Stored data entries
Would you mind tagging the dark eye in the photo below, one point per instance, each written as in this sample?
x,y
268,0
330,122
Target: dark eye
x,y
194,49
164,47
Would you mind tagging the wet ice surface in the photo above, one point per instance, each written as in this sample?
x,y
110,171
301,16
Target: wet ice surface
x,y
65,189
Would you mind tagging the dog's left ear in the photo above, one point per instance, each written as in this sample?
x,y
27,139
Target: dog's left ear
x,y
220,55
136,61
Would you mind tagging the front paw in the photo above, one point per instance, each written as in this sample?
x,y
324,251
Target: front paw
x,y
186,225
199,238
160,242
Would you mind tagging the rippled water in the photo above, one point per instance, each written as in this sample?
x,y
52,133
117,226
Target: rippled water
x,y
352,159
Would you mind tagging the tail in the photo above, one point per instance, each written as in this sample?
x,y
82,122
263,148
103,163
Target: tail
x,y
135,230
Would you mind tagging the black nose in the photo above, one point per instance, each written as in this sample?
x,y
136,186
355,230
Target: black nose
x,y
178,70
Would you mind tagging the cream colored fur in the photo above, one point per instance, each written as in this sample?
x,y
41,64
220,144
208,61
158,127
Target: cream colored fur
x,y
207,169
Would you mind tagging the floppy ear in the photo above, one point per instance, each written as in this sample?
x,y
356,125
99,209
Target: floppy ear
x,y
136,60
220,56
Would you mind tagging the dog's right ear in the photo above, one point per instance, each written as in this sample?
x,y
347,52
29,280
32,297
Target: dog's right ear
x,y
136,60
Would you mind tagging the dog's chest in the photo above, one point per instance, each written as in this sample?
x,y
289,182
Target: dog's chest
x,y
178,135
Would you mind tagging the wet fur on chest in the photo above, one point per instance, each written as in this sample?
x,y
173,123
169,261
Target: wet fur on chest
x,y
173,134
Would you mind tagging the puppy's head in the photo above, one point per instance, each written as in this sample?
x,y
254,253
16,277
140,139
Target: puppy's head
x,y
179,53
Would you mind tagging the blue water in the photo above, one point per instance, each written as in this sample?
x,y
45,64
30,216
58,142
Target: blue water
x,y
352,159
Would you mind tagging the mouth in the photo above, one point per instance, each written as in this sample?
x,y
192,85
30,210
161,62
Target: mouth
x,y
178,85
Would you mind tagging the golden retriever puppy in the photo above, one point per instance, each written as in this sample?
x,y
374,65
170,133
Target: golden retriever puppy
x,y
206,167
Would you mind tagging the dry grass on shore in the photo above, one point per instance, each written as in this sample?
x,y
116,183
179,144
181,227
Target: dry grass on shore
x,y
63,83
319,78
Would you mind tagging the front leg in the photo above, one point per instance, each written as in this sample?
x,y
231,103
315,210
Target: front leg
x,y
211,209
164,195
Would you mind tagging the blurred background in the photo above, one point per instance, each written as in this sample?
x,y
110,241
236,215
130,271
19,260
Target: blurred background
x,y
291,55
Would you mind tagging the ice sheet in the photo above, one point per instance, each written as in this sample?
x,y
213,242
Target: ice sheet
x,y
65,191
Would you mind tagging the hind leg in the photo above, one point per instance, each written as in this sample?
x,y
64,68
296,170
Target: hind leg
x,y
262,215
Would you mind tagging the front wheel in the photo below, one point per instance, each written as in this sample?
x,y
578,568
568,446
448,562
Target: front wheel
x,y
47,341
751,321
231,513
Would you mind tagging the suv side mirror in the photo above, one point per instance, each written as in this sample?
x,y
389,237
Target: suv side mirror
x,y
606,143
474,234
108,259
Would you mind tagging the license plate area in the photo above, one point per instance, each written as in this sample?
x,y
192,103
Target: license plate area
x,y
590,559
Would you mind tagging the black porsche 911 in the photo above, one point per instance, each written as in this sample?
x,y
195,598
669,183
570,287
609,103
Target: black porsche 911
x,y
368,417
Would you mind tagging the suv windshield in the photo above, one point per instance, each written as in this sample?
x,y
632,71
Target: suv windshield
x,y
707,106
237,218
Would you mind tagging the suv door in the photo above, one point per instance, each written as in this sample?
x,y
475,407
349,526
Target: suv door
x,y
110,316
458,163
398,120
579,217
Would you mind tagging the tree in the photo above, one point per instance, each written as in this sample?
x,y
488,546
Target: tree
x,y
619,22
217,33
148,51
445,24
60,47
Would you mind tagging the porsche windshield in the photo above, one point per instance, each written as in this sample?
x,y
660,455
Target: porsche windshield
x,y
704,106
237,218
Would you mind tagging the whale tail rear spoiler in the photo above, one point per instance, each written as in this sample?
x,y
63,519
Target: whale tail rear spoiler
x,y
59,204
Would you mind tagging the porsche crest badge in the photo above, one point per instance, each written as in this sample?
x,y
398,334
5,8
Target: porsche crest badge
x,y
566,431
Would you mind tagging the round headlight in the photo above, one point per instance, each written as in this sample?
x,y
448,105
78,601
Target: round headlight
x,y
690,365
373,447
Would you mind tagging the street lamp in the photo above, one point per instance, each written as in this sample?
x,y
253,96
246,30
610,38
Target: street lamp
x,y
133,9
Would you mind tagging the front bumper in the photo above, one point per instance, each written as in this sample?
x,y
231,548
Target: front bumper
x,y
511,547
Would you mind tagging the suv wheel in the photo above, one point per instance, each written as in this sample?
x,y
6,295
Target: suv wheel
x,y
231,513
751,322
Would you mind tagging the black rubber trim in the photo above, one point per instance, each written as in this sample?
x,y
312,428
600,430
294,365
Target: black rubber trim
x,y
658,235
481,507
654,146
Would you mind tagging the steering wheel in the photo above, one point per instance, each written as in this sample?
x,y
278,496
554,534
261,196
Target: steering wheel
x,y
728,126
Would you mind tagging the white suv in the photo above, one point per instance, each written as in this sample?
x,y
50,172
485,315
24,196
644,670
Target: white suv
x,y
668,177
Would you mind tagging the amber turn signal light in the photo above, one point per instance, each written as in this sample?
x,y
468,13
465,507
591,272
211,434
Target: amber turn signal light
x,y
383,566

- **AIM OF THE TASK**:
Using the records above, gather all lines where the string "below" is present.

- **ANSWER BOX**:
Would you mind tagging the dark eye in the photo below, one point per instance, each written as in this sample?
Would you mind tagging the front wheel in the photo below, one point per instance, each written as in this sample?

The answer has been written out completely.